- Aim of the exercise -
Transfer the part of the entries that opens with their first line and closes with the line containing "xmin=0 ymin=418 xmax=1000 ymax=747", reproducing every line and adding -106 to each bounding-box coordinate. Leave the pictures out of your answer.

- Dataset entries -
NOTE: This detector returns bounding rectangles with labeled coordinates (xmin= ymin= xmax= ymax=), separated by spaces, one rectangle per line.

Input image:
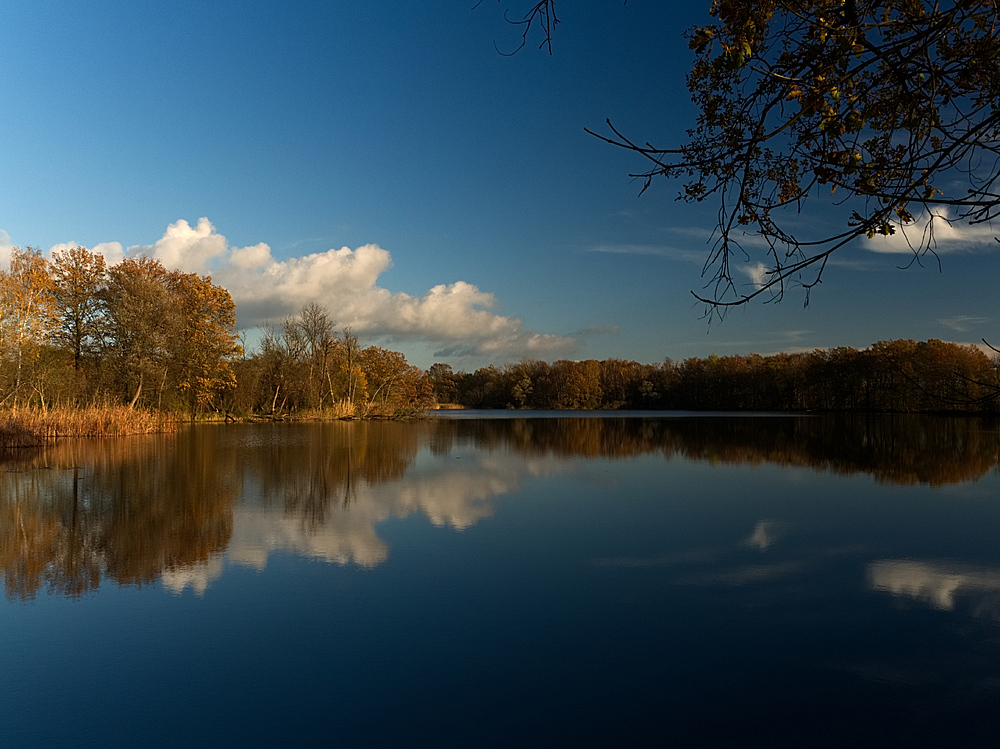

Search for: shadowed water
xmin=0 ymin=414 xmax=1000 ymax=747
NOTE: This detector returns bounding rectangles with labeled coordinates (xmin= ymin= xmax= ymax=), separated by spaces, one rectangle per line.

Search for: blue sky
xmin=0 ymin=0 xmax=1000 ymax=370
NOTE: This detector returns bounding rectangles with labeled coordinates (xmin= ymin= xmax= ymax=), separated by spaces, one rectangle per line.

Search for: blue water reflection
xmin=0 ymin=418 xmax=1000 ymax=747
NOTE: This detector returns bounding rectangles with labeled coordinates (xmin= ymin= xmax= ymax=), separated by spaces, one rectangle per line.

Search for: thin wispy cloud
xmin=572 ymin=323 xmax=620 ymax=338
xmin=938 ymin=315 xmax=990 ymax=333
xmin=586 ymin=244 xmax=705 ymax=264
xmin=48 ymin=218 xmax=578 ymax=359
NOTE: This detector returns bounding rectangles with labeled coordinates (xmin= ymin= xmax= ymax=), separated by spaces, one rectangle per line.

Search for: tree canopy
xmin=496 ymin=0 xmax=1000 ymax=312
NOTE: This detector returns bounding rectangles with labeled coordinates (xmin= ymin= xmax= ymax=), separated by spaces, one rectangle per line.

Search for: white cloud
xmin=79 ymin=218 xmax=578 ymax=360
xmin=863 ymin=208 xmax=1000 ymax=255
xmin=868 ymin=559 xmax=1000 ymax=611
xmin=740 ymin=263 xmax=767 ymax=289
xmin=938 ymin=315 xmax=990 ymax=333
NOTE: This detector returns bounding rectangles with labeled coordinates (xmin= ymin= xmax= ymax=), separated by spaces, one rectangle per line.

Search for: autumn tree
xmin=52 ymin=247 xmax=107 ymax=372
xmin=165 ymin=271 xmax=241 ymax=415
xmin=104 ymin=257 xmax=177 ymax=406
xmin=0 ymin=247 xmax=57 ymax=398
xmin=504 ymin=0 xmax=1000 ymax=312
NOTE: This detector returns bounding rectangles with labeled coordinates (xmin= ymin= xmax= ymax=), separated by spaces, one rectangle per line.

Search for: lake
xmin=0 ymin=412 xmax=1000 ymax=748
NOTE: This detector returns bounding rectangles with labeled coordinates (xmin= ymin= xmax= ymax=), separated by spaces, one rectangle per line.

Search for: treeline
xmin=0 ymin=247 xmax=432 ymax=416
xmin=428 ymin=339 xmax=1000 ymax=413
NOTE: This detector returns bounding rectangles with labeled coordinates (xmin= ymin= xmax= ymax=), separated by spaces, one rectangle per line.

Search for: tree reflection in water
xmin=0 ymin=416 xmax=1000 ymax=599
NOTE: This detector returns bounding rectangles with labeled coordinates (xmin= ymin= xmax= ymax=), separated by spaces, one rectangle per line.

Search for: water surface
xmin=0 ymin=415 xmax=1000 ymax=747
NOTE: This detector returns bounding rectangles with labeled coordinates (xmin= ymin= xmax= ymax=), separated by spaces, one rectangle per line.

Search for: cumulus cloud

- Completed exercise -
NOTE: This detector returns bounding rectangles with labeled coordinates (xmin= ymin= xmax= ymax=), separated by spaces, one rectangle per line.

Input image:

Search for: shadowed water
xmin=-106 ymin=308 xmax=894 ymax=641
NOTE: This detector returns bounding rectangles with labeled coordinates (xmin= ymin= xmax= ymax=), separated by spaces, one rectangle per line.

Search for: blue sky
xmin=-106 ymin=-106 xmax=894 ymax=264
NOTE: This detector returns bounding rectangles with labeled coordinates (xmin= ymin= xmax= ymax=), separated by spaces, one rectangle per line.

Search for: blue water reflection
xmin=-106 ymin=312 xmax=894 ymax=641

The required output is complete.